» **Task objective**:
Pull out every line of the rows that contains the word "anteater".

Point annotation dataset rows:
-----
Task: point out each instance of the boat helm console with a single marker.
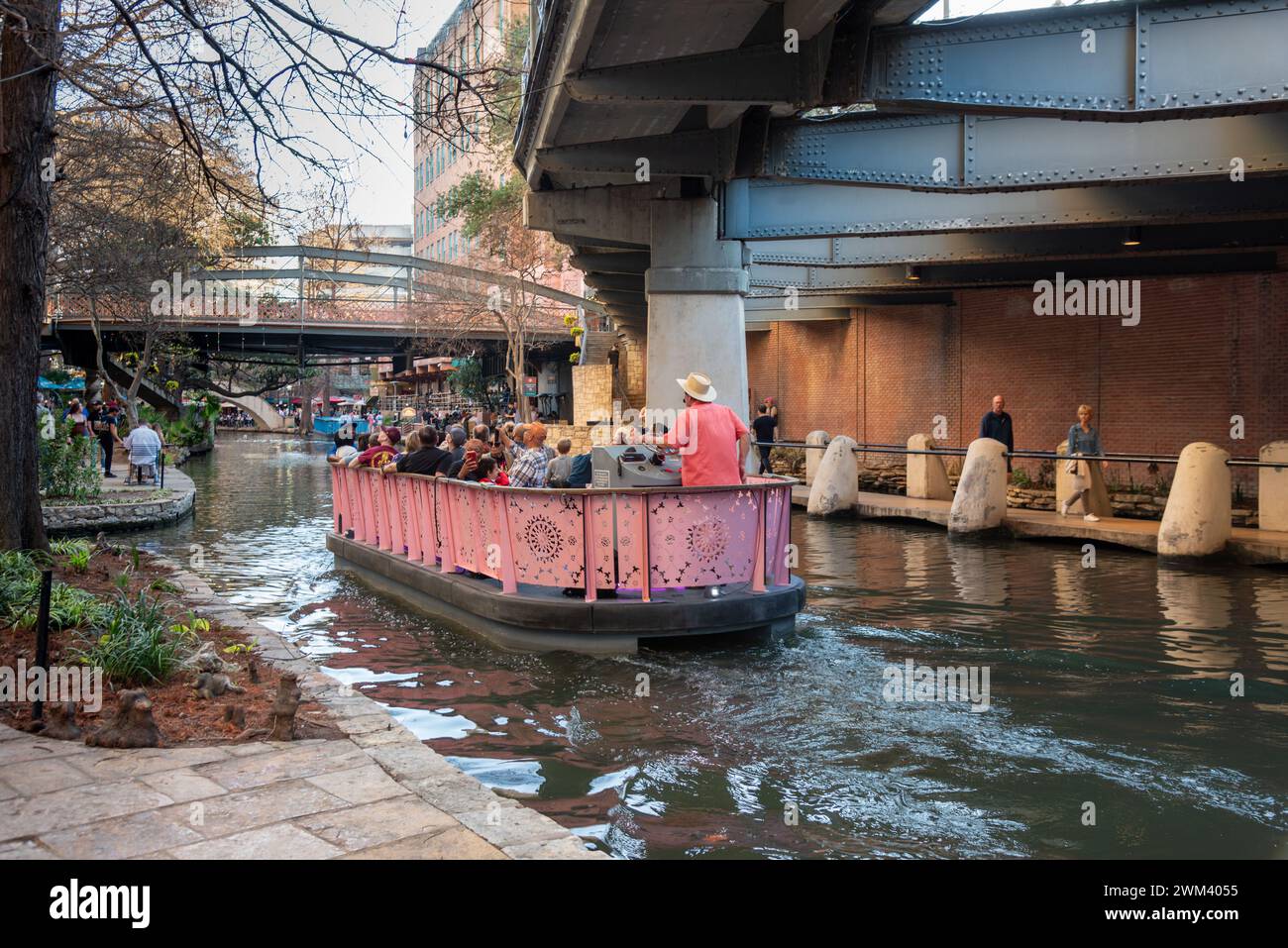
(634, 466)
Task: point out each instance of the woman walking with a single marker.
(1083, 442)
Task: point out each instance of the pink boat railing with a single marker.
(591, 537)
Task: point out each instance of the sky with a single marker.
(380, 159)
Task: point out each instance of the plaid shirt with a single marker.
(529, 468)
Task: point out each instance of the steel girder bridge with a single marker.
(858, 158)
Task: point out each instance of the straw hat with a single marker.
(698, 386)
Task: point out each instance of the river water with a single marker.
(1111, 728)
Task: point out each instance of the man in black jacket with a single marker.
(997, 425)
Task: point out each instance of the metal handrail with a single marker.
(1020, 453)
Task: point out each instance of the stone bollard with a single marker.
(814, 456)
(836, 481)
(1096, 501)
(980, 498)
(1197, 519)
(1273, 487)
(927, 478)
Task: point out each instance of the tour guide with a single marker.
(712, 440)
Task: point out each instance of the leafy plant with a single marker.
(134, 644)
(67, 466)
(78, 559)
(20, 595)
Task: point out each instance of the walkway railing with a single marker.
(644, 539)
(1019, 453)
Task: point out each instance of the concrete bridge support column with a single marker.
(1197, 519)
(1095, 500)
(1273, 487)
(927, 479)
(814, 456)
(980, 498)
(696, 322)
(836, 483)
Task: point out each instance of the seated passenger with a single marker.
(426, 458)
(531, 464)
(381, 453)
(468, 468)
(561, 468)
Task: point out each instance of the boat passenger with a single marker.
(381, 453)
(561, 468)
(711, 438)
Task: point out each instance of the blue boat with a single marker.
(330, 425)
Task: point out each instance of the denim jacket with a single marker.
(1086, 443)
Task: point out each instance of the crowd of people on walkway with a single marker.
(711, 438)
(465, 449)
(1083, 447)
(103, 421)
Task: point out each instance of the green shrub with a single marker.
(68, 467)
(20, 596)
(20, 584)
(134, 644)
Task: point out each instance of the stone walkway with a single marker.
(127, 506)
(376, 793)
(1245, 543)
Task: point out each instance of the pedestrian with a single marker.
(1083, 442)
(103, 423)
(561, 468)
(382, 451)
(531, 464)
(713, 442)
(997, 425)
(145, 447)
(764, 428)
-----
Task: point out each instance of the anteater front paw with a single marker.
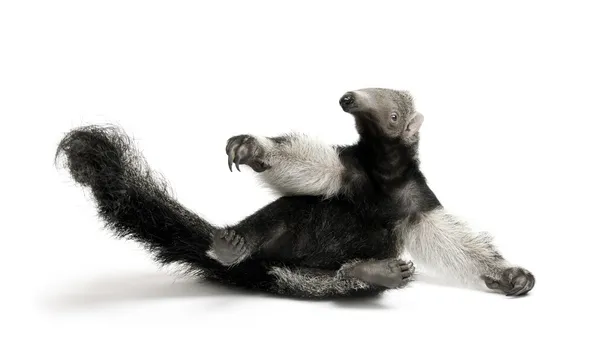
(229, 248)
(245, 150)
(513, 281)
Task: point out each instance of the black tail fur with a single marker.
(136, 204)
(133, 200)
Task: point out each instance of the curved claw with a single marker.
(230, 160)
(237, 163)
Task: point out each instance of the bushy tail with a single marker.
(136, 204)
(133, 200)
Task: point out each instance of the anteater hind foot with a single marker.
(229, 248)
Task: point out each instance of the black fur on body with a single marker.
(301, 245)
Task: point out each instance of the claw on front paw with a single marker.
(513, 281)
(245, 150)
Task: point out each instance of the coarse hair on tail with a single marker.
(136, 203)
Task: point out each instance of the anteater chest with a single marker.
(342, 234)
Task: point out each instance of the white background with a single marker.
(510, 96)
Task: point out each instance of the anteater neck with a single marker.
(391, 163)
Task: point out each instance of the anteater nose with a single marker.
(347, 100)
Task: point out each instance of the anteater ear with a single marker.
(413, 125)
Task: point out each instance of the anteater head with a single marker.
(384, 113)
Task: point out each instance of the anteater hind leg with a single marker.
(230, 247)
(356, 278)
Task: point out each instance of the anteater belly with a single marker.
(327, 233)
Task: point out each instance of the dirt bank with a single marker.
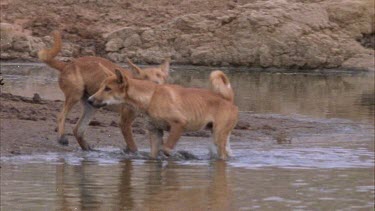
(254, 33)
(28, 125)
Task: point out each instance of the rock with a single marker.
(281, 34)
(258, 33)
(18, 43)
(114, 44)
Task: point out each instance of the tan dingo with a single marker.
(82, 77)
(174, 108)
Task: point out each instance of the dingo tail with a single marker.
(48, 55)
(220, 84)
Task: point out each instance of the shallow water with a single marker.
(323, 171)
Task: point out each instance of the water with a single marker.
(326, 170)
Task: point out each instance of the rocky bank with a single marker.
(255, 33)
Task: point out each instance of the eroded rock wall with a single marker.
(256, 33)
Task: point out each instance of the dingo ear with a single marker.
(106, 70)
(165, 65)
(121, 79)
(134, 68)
-----
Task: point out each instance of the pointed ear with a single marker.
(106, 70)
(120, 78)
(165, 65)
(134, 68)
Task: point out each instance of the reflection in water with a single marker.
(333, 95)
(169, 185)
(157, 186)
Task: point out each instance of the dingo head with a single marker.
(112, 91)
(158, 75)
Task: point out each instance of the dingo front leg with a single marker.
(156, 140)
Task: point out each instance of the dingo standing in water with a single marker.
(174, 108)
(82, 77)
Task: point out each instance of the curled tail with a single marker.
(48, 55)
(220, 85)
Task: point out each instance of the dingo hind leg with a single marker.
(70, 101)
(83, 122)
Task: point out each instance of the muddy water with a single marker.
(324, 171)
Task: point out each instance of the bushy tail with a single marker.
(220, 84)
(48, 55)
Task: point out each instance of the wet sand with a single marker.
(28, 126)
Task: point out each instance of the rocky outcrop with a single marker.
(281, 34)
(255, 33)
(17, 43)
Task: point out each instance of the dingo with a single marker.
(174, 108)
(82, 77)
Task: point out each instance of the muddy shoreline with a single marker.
-----
» **Finished task**:
Task: point out each instance of the anteater front paw with a single marker.
Task: point out each instance of the anteater hind foot with a single marker.
Task: point out each instance of the anteater chest with a single marker.
Task: point out each instance of the anteater neck with a single marker.
Task: point out each instance of the anteater nose with a single marker.
Task: point out each instance of the anteater ear with a single marker.
Task: point out each instance of the anteater head with a single marker.
Task: point out each instance of the anteater hind leg with a single marker.
Task: point out each instance of the anteater belly with a single marker.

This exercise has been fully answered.